# [Problem to solve]
In the dementia policy recommendations, what is described as essential if Member States are to plan for adequate dementia care and services?

# [Provided text]

• Develop financial, legal and social service models for dementia to ease the burden on patients, their families and carers.
  • Encourage the collection of comparable data at a European level on the social and economic costs of dementia as a basis for policy planning.
  • Strengthen and develop voluntary services and public sector partnership models
  • Develop legal safeguards to protect the individual rights of people with dementia.
  • Encourage the exchange of information on models of best practice between EU member states.
  • Develop policies that delay or prevent institutional care by offering a range of care and housing options, thus enabling dementia patients to remain at home or in the community as long as possible.
  • Encourage a multidisciplinary approach to dementia integrating medical, social and governmental sectors in dementia care.
  • Establish a range of care and housing options in the community that will delay or prevent institutional care.
  • Give dementia services a specific priority in the broader context of health care.
  • Develop a set of standards for the provision of home care.
  • Initiate further reports on the scientific information needs of home carers.
  • Establish speciality or ‘one-stop shops’ to defragmentise care, simplify procedures for carers and provide a central contact for interfacing with relevant agencies.

If Member States are to plan for adequate dementia care and services in a humanitarian and cost-effective manner, it is essential to determine the cost of dementia to the State at progressive stages of the illness for the family, the community and the healthcare system.


  • Conduct gender-comparable studies to investigate the impact of dementia among men and women.
  • Initiate further research into psychosocial aspects of dementia and its impact on families, carers, patients and societies as a whole.
  • Encourage pharmacological research for the development of useful therapies with minimal side effects.
  • Examine preventive strategies in relation to lifestyle issues in particular cardiovascular disease and dementia.


  • Educate both public and policy-makers about dementia and emphasise the magnitude of care required, emphasising that dementia is an illness amenable to care and treatment, not an inevitable process of ageing.
  • Initiate broad based campaigns to educate clinical and social service providers and ensure the inclusion of dementia topics as a standard part of medical curricula and training, thereby ensuring timely diagnosis and treatment.
  • Educate families about early diagnosis and treatments available while allowing them every opportunity to make decisions and arrangements for continuing care.
  • Initiate public health education regarding the benefit of lifestyle changes in reducing vascular dementia.

Quality of Life and Independence

  • Emphasise ‘personhood’ of the dementia patient and keep treatment and care focused on preserving the quality of life for patients and maintaining their dignity.

Phrase grounding data

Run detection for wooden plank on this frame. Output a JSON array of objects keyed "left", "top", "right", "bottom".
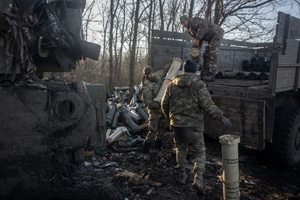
[
  {"left": 152, "top": 30, "right": 195, "bottom": 41},
  {"left": 204, "top": 96, "right": 265, "bottom": 149},
  {"left": 152, "top": 30, "right": 273, "bottom": 48},
  {"left": 152, "top": 38, "right": 192, "bottom": 47},
  {"left": 221, "top": 39, "right": 273, "bottom": 48}
]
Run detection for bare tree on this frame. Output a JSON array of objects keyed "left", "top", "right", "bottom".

# [Response box]
Determining the cost of dementia to the State at progressive stages of the illness for the family, the community and the healthcare system.